• _PASAJE DE ORIGEN_:
2. La Palabra también es una espada: “La palabra de Dios es viva y eficaz, y más cortante que toda espada de dos filos... y discierne los pensamientos y las intenciones del corazón” (Hebreos 4:12). También es la espada del Espíri­tu (Efesios 6:17); debemos emplearla como lo hizo el Señor, para luchar contra los artificios del diablo. Pero cuando manejemos esta espada, no olvidemos que tiene dos filos: uno que se aplica a aquel que la maneja y el otro a quien va dirigida. Utilicémosla no como jueces, sino como objetos de la misericordia divina, pidiendo a Dios que dirija nuestros pasos y guarde nuestro corazón. En los combates del creyente, ella es el arma por excelencia.
3. El salmista la compara con una lámpara: “Lámpara es a mis pies tu palabra, y lumbrera a mi camino” (Salmo 119:105). ¡Qué lámpara tan maravillosa, alimentada por el aceite del Espíritu Santo, que nos permite tener una vista sana y clara en todas las cosas cuando nos dejamos alum­brar por ella! No hagamos nada que esté en contradicción con las declaraciones de la Biblia, y nos evitaremos expe­riencias dolorosas.
4. y 5. Jeremías compara la Palabra con un fuego y con un martillo (Jeremías 23:29). Es un fuego que puede ejercer su influencia purificadora sobre nuestras obras carnales, llevándonos a juzgarlas delante de Dios. Es un martillo que a menudo debe romper nuestros duros corazones. ¡Cuán­tas veces el Señor se ve obligado a usar la Palabra de esta manera con cada uno de nosotros!

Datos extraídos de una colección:
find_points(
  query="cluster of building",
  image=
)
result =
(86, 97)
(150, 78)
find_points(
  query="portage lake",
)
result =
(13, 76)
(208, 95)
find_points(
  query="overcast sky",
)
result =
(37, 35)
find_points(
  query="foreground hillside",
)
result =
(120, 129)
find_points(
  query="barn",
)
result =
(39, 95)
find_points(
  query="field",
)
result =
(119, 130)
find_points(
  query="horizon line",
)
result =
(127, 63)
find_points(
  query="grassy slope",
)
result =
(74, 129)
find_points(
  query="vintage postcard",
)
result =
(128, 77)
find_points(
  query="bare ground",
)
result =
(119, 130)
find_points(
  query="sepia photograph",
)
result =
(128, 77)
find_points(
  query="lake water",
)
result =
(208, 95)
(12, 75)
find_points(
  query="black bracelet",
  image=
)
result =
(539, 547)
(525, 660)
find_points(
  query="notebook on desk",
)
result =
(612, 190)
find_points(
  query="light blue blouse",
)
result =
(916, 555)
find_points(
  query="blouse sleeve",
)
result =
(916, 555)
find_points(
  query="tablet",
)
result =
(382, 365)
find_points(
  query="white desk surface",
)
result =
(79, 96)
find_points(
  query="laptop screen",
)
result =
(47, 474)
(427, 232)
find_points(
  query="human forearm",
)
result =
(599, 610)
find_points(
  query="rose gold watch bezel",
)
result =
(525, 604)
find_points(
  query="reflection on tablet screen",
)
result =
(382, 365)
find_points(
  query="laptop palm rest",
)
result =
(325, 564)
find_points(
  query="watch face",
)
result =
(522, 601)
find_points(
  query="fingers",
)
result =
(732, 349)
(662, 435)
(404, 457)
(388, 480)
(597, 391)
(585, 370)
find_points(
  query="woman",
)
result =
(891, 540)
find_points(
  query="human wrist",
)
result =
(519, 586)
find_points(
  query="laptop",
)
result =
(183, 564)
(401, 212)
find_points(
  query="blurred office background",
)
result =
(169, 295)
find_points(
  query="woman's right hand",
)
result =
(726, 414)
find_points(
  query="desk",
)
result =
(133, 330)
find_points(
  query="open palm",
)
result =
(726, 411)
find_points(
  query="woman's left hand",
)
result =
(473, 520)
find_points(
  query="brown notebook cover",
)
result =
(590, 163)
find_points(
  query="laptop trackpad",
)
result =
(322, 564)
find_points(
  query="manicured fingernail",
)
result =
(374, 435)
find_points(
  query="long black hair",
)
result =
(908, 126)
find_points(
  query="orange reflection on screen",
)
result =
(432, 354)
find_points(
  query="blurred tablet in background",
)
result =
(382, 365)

• _LO QUE SE PIDE_:
Por favor, prolonga el pasaje sobre las comparaciones de la Palabra de Dios a partir de su última oración. Las filas son material aparte y no forman parte del pasaje.

• _RESULTADO_:
6.  En su epístola, Santiago asimila la Palabra a un espejo donde consideramos nuestro rostro natural (cap. 1:23-24); pero nos exhorta a no olvidar la imagen que este espejo nos ha mostrado. “Sed hacedores de la palabra, y no tan solamente oidores, engañándoos a vosotros mismos” (v. 22). Es una exhortación oportuna, si pensamos en todas las luces que el Señor nos ha dado.
7. No olvidemos el poder purificador del agua de la Pala­bra (Efesios 5:26). Cristo santifica a la asamblea purificán­dola “en el lavamiento del agua por la Palabra”. Cada vez que el pecado ha interrumpido nuestra comunión con Dios, recurramos a esta purificación por medio del juicio propio (Juan 13:3-14).
8., 9. y 10. Veamos finalmente tres imágenes que nos muestran qué aprecio deberíamos tener por la Palabra de Dios. Ella es llamada “leche espiritual no adulterada” (1 Pedro 2:2); tiene gusto a “miel” (Apocalipsis 10:10; Ezequiel 3:3). Es también el maná, el pan del cielo: “Este es el pan que desciende del cielo, para que el que de él come, no muera” (Juan 6:31-35, 50). Pero, ¿tiene para nosotros el sabor de “hojuelas con miel” (Éxodo 16:31) o simple­mente de “aceite nuevo”? (Números 11:8). Nuestro mayor deseo es que ninguno de nosotros llegue a decir un día, después de la lectura de este libro tan precioso: “Nuestra alma tiene fastidio de este pan tan liviano” (Números 21:5). Digamos, al contrario y con convicción:

¡Cuán sublime oh Dios, cuán perfecta y gloriosa
Es tu Palabra fiel, descubierta a la fe!
Justicia, paz, verdad, divino amor rebosa,
Revelándote a Ti; gloria que siempre fue.